Rewrite every line of the rows as a JSON list of strings, one string per line, omitting blank lines and the pictures.

Region segmentation data
--- BEGIN ---
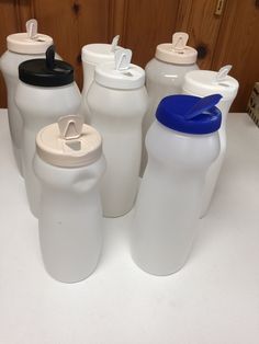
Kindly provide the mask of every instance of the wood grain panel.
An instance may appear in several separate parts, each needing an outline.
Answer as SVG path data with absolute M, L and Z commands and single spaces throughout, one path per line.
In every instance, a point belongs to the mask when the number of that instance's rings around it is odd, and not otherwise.
M 177 22 L 178 0 L 127 0 L 123 46 L 133 50 L 133 61 L 145 67 L 157 44 L 171 42 Z
M 189 44 L 205 53 L 198 64 L 210 69 L 215 54 L 222 16 L 215 15 L 217 0 L 181 0 L 176 28 L 189 33 Z
M 233 111 L 246 111 L 251 89 L 259 81 L 259 9 L 254 0 L 226 3 L 212 67 L 230 64 L 230 74 L 240 83 Z
M 81 87 L 81 47 L 87 43 L 108 42 L 109 0 L 33 0 L 42 32 L 54 37 L 57 51 L 76 70 Z

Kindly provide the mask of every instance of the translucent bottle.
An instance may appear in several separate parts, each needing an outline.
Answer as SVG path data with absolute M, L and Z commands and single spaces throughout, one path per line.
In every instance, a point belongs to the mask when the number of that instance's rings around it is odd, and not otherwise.
M 184 76 L 188 71 L 198 69 L 194 48 L 187 46 L 189 35 L 178 32 L 172 35 L 172 43 L 159 44 L 155 57 L 147 64 L 146 88 L 149 96 L 148 111 L 143 121 L 143 157 L 140 175 L 147 164 L 145 137 L 148 128 L 155 121 L 155 113 L 162 98 L 180 94 Z
M 132 255 L 154 275 L 180 270 L 191 251 L 207 169 L 219 152 L 221 95 L 165 98 L 146 136 L 148 162 L 132 226 Z
M 32 168 L 36 134 L 60 116 L 77 113 L 80 91 L 74 81 L 74 68 L 54 59 L 54 47 L 47 49 L 46 58 L 27 60 L 19 66 L 20 82 L 15 102 L 23 118 L 22 163 L 31 211 L 37 217 L 40 183 Z
M 144 70 L 131 64 L 131 50 L 116 50 L 115 62 L 100 65 L 88 92 L 90 124 L 103 137 L 108 161 L 101 197 L 105 217 L 134 205 L 142 154 L 142 121 L 147 110 Z
M 184 94 L 205 96 L 219 93 L 222 95 L 217 104 L 222 112 L 222 126 L 218 131 L 221 151 L 206 174 L 201 217 L 205 216 L 209 210 L 226 153 L 226 118 L 238 91 L 237 80 L 228 76 L 230 68 L 232 66 L 222 67 L 218 72 L 212 70 L 191 71 L 185 74 L 183 83 Z
M 42 185 L 40 242 L 46 271 L 74 283 L 95 268 L 102 246 L 100 180 L 105 169 L 99 133 L 71 115 L 36 138 L 34 170 Z
M 1 56 L 0 69 L 2 71 L 8 93 L 8 118 L 12 139 L 14 158 L 22 174 L 22 116 L 14 102 L 14 95 L 19 83 L 18 67 L 21 62 L 44 58 L 46 49 L 53 44 L 53 38 L 37 33 L 37 21 L 26 22 L 26 32 L 16 33 L 7 37 L 8 50 Z
M 86 123 L 90 123 L 90 110 L 87 103 L 87 93 L 94 79 L 95 67 L 100 64 L 114 61 L 114 54 L 120 47 L 117 46 L 120 36 L 115 36 L 112 44 L 92 43 L 82 47 L 82 71 L 83 85 L 82 99 L 80 106 L 80 114 L 83 116 Z

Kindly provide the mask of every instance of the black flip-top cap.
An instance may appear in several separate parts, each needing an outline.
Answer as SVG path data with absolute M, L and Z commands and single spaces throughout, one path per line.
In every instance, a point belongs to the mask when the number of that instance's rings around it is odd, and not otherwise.
M 37 87 L 61 87 L 74 82 L 74 68 L 65 61 L 55 60 L 55 47 L 46 50 L 46 59 L 26 60 L 19 66 L 19 79 Z

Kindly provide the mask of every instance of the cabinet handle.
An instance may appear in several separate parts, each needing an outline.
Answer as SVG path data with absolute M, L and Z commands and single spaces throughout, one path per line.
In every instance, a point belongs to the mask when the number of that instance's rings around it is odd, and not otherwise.
M 217 0 L 215 15 L 222 15 L 225 0 Z

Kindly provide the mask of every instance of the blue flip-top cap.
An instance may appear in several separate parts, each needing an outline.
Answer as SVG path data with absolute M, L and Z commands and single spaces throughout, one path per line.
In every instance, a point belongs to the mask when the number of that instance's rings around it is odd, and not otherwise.
M 222 113 L 215 106 L 221 94 L 200 98 L 177 94 L 161 100 L 156 117 L 166 127 L 185 134 L 210 134 L 218 130 Z

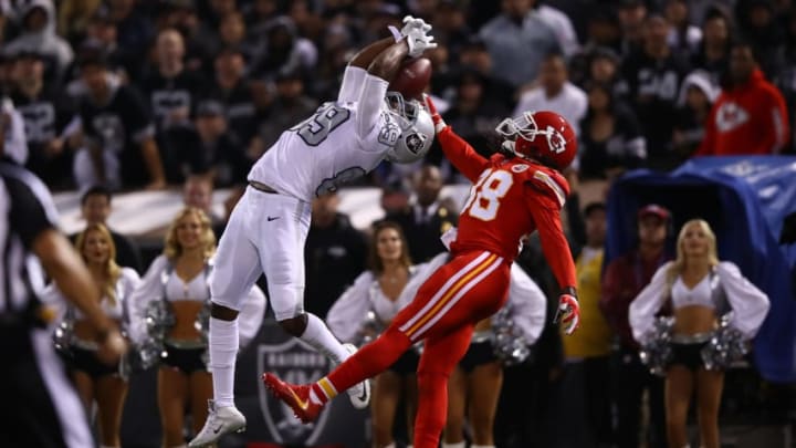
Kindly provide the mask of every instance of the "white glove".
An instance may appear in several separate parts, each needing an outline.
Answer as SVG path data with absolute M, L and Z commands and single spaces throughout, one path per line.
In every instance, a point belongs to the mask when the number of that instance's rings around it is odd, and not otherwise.
M 404 28 L 401 28 L 401 35 L 407 37 L 412 30 L 420 30 L 425 34 L 431 31 L 431 25 L 426 23 L 422 19 L 415 19 L 411 15 L 404 18 Z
--- END ---
Exercise result >>
[
  "Kindly provide the mask of every instance of the wood grain panel.",
  "An instance may appear in several separate parts, each needing an outline.",
  "Answer as SVG path data with absolute M, L and Z commands and single spaces throughout, one path per line.",
  "In every instance, a point belongs to the mask when the number of that instance's rings around it is odd, and not otherwise.",
  "M 177 22 L 178 0 L 127 0 L 123 46 L 133 50 L 133 61 L 145 67 L 157 44 L 171 42 Z",
  "M 189 44 L 205 53 L 198 64 L 210 69 L 215 54 L 222 16 L 215 15 L 217 0 L 181 0 L 176 28 L 189 33 Z",
  "M 233 111 L 246 111 L 251 89 L 259 81 L 259 9 L 254 0 L 226 3 L 212 67 L 230 64 L 230 74 L 240 83 Z",
  "M 81 87 L 81 47 L 87 43 L 108 42 L 109 0 L 33 0 L 42 32 L 54 37 L 57 51 L 76 70 Z",
  "Kindly provide the mask of every instance of the translucent bottle.",
  "An instance may appear in several separate parts, each needing an outline.",
  "Answer as SVG path data with absolute M, L and Z commands and single spaces throughout, one path per line.",
  "In every instance, a point belongs to the mask when the number of that instance's rings around it is odd, and not otherwise.",
  "M 184 76 L 188 71 L 198 69 L 194 48 L 187 46 L 189 35 L 178 32 L 172 35 L 172 43 L 159 44 L 155 57 L 147 64 L 146 88 L 149 96 L 148 111 L 143 121 L 143 157 L 140 175 L 147 164 L 145 137 L 148 128 L 155 121 L 155 113 L 162 98 L 180 94 Z",
  "M 132 255 L 154 275 L 180 270 L 191 251 L 207 169 L 219 152 L 221 95 L 165 98 L 146 136 L 148 162 L 132 226 Z",
  "M 32 168 L 36 134 L 60 116 L 77 113 L 80 91 L 74 81 L 74 68 L 54 59 L 54 47 L 47 49 L 46 58 L 27 60 L 19 66 L 20 82 L 15 102 L 23 118 L 22 163 L 31 211 L 37 217 L 40 183 Z",
  "M 144 70 L 131 64 L 131 50 L 116 50 L 115 62 L 100 65 L 88 92 L 90 124 L 103 137 L 108 161 L 101 197 L 105 217 L 134 205 L 142 154 L 142 121 L 147 110 Z",
  "M 184 94 L 205 96 L 219 93 L 222 95 L 217 104 L 222 112 L 222 126 L 218 131 L 221 151 L 206 174 L 201 217 L 205 216 L 209 210 L 226 153 L 226 118 L 238 91 L 237 80 L 228 76 L 230 68 L 232 66 L 222 67 L 218 72 L 212 70 L 191 71 L 185 74 L 183 83 Z",
  "M 42 185 L 40 242 L 46 271 L 74 283 L 95 268 L 102 246 L 100 180 L 105 169 L 99 133 L 71 115 L 36 138 L 34 170 Z",
  "M 1 56 L 0 69 L 2 71 L 8 93 L 8 118 L 12 139 L 14 158 L 22 174 L 22 116 L 14 102 L 14 95 L 19 83 L 18 67 L 21 62 L 44 58 L 46 49 L 53 44 L 53 38 L 37 33 L 37 21 L 26 22 L 26 32 L 16 33 L 7 37 L 8 50 Z",
  "M 86 123 L 90 123 L 90 110 L 87 103 L 87 93 L 94 79 L 95 67 L 100 64 L 114 61 L 114 54 L 120 47 L 117 46 L 120 36 L 115 36 L 112 44 L 92 43 L 82 47 L 82 71 L 83 85 L 82 99 L 80 106 L 80 114 L 83 116 Z",
  "Kindly provide the mask of every instance of the black flip-top cap.",
  "An instance may appear in several separate parts, each needing an outline.",
  "Answer as SVG path data with absolute M, L and Z commands and single spaces throughout, one path per line.",
  "In every instance, a point belongs to the mask when the number of that instance's rings around it is odd, and not otherwise.",
  "M 37 87 L 61 87 L 74 82 L 74 68 L 65 61 L 55 60 L 55 47 L 46 50 L 46 59 L 26 60 L 19 66 L 19 79 Z",
  "Kindly provide the mask of every instance of the cabinet handle.",
  "An instance may appear in several separate parts, each needing an outline.",
  "Answer as SVG path data with absolute M, L and Z commands and single spaces throughout, one path per line.",
  "In every instance, a point belongs to the mask when the number of that instance's rings around it is odd, and not otherwise.",
  "M 217 0 L 215 15 L 222 15 L 225 0 Z",
  "Kindly provide the mask of every instance of the blue flip-top cap.",
  "An instance may appear in several separate parts, each needing an outline.",
  "Answer as SVG path data with absolute M, L and Z commands and single spaces throughout, one path per line.",
  "In every instance, a point belongs to the mask when the number of that instance's rings around it is odd, and not otherwise.",
  "M 222 113 L 215 106 L 221 94 L 200 98 L 177 94 L 161 100 L 156 117 L 166 127 L 185 134 L 210 134 L 218 130 Z",
  "Kindly provide the mask of every instance of the \"white glove\".",
  "An instance may appear in several separate parts, each needing an outline.",
  "Answer as SVG path data with absolute M, L and Z commands and single spaces throughout, one path per line.",
  "In every instance, a point belongs to the mask when the number of that instance's rings around it is odd, and not otherwise.",
  "M 404 28 L 401 28 L 401 35 L 407 37 L 412 30 L 420 30 L 425 34 L 431 31 L 431 25 L 426 23 L 422 19 L 415 19 L 411 15 L 404 18 Z"
]